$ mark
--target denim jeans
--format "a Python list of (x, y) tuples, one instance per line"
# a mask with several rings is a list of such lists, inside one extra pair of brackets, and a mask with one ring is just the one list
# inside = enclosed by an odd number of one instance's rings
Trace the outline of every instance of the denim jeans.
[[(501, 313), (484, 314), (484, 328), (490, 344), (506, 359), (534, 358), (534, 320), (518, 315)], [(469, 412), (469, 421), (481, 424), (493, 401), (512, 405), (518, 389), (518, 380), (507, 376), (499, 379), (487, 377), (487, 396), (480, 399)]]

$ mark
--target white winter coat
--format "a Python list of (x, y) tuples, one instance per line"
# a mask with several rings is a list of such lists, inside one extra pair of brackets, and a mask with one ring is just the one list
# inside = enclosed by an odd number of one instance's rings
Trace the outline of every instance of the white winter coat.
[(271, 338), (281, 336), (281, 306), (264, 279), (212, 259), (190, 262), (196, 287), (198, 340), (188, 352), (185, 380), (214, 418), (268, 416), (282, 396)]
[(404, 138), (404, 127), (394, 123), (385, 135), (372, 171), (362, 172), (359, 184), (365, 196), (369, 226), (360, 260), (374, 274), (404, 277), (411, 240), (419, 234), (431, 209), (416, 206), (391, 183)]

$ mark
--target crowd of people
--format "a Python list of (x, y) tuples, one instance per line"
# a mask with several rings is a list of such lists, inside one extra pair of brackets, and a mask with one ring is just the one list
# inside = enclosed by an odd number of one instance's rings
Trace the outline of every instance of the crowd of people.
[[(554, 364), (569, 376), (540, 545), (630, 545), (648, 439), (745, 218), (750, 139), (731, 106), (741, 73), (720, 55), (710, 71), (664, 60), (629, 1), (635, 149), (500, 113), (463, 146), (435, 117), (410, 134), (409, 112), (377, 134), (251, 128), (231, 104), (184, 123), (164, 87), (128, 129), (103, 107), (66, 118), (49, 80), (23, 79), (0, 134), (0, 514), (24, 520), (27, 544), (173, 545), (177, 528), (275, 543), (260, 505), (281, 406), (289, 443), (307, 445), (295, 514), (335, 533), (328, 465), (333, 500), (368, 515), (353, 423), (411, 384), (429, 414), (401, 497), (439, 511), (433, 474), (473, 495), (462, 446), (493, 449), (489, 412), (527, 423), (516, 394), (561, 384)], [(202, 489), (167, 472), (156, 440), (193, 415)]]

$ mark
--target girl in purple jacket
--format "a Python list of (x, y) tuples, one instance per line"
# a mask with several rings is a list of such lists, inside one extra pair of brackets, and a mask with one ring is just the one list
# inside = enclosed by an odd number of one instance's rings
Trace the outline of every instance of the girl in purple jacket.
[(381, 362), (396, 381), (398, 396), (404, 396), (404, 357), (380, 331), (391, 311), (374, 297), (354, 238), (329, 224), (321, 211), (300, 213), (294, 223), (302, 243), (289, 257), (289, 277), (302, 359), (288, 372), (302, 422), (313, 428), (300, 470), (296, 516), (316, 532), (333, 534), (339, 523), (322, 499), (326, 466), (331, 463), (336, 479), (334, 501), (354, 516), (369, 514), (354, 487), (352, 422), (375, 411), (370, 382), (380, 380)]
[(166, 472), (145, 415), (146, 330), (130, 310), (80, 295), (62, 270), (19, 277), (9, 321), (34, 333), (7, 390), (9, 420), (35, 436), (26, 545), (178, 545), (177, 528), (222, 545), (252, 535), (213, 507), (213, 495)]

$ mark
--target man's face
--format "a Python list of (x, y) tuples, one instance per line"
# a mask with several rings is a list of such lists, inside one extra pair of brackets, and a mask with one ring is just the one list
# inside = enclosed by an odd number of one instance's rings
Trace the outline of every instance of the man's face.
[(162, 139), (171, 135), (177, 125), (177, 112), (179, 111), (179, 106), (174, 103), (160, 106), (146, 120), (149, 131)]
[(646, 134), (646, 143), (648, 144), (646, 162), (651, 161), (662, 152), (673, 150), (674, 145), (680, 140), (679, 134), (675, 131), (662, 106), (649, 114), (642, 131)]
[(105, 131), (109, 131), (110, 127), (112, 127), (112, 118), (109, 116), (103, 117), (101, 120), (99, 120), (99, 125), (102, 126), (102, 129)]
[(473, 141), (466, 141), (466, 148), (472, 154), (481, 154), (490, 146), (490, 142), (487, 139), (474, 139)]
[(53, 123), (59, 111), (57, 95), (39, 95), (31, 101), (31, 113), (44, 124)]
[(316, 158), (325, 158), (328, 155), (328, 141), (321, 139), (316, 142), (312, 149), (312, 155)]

**WHAT THIS TASK INVOLVES**
Every line above needs to be retyped exactly.

**EXERCISE SOLUTION**
$ mark
--target denim jeans
--format "a Python list of (x, y) tuples, one instance per line"
# a mask with several rings is a list of such lists, inside one extra pair of brackets, and a mask with one ring is just the one list
# inside = enclosed by an odd number of one instance's rings
Trace the outline of every instance of the denim jeans.
[[(501, 313), (484, 314), (484, 328), (490, 344), (506, 359), (534, 358), (534, 320), (518, 315)], [(469, 412), (469, 421), (481, 424), (493, 401), (512, 405), (518, 389), (518, 380), (507, 376), (499, 379), (487, 377), (487, 396), (480, 399)]]

$ mark
--target white winter coat
--format "a Python list of (x, y) tuples, one instance per line"
# a mask with several rings is a list of such lists, inside one extra pair of brackets, and a mask with one ring is just the one list
# inside = enclosed by an odd number of one instance's rings
Trace the outline of every instance of the white winter coat.
[(271, 338), (281, 336), (281, 306), (264, 279), (212, 259), (190, 262), (196, 287), (198, 340), (188, 352), (185, 380), (214, 418), (268, 416), (282, 396)]
[(404, 138), (404, 127), (394, 123), (385, 135), (372, 171), (362, 172), (359, 184), (365, 196), (369, 226), (360, 260), (374, 274), (404, 277), (411, 240), (419, 234), (431, 209), (416, 206), (391, 183)]

$ mark
--target crowd of people
--format "a Python list of (x, y) tuples, one instance per line"
# a mask with several rings is a list of such lists, inside one extra pair of brackets, and a mask with one ring is just the one list
# inside = enclosed by an odd number of one instance's rings
Trace the outline of every instance of the crowd of people.
[[(554, 364), (569, 376), (540, 545), (630, 545), (648, 439), (745, 218), (750, 139), (731, 106), (741, 73), (720, 55), (710, 71), (664, 60), (629, 1), (635, 149), (500, 113), (463, 146), (435, 117), (410, 134), (409, 112), (377, 134), (251, 128), (231, 104), (184, 123), (164, 87), (128, 129), (103, 107), (66, 118), (49, 80), (23, 79), (0, 134), (0, 514), (24, 520), (27, 544), (173, 545), (177, 528), (275, 543), (260, 505), (281, 406), (289, 443), (307, 445), (295, 514), (335, 533), (328, 465), (333, 500), (368, 515), (353, 423), (411, 384), (429, 414), (401, 497), (439, 511), (433, 474), (473, 495), (462, 446), (493, 449), (489, 412), (527, 423), (516, 394), (561, 384)], [(202, 489), (167, 472), (156, 440), (193, 415)]]

$ mark
--target girl in purple jacket
--format "a Python list of (x, y) tuples, one instance per line"
# a mask with several rings is a list of such lists, inside one extra pair of brackets, and a mask with one ring is just the one list
# inside = enclosed by an odd number of one instance's rings
Trace the outline of every instance of the girl in purple jacket.
[(381, 362), (396, 381), (398, 396), (404, 396), (404, 357), (380, 331), (391, 311), (374, 297), (354, 238), (329, 224), (321, 211), (300, 213), (294, 223), (302, 243), (289, 257), (289, 277), (302, 359), (288, 372), (302, 422), (313, 428), (300, 470), (296, 516), (316, 532), (333, 534), (339, 523), (322, 499), (326, 466), (331, 463), (336, 479), (334, 501), (354, 516), (369, 514), (354, 487), (352, 422), (375, 411), (370, 382), (380, 380)]
[(166, 472), (145, 415), (146, 330), (130, 310), (80, 295), (62, 270), (19, 277), (9, 321), (34, 333), (7, 390), (9, 420), (35, 436), (26, 545), (178, 545), (177, 528), (222, 545), (252, 535), (213, 507), (213, 495)]

$ mark
--target man's face
--format "a Python list of (x, y) tuples, one instance per line"
# a mask with several rings is a list of such lists, inside one extra pair of brackets, and a mask with one ring is just the one list
# inside = enclosed by an odd number of one instance's rings
Trace the outline of every instance of the man's face.
[(162, 139), (171, 135), (177, 125), (177, 112), (179, 111), (179, 106), (174, 103), (160, 106), (146, 120), (149, 131)]
[(646, 134), (646, 143), (648, 144), (646, 162), (651, 161), (662, 152), (673, 150), (674, 145), (680, 140), (679, 134), (675, 131), (662, 106), (649, 114), (642, 131)]
[(105, 131), (109, 131), (110, 127), (112, 127), (112, 118), (109, 116), (103, 117), (101, 120), (99, 120), (99, 125), (102, 126), (102, 129)]
[(473, 141), (466, 141), (466, 148), (472, 154), (481, 154), (490, 146), (490, 142), (487, 139), (474, 139)]
[(53, 123), (59, 111), (57, 95), (39, 95), (31, 101), (31, 113), (44, 124)]
[(316, 158), (325, 158), (328, 155), (328, 141), (321, 139), (316, 142), (312, 149), (312, 155)]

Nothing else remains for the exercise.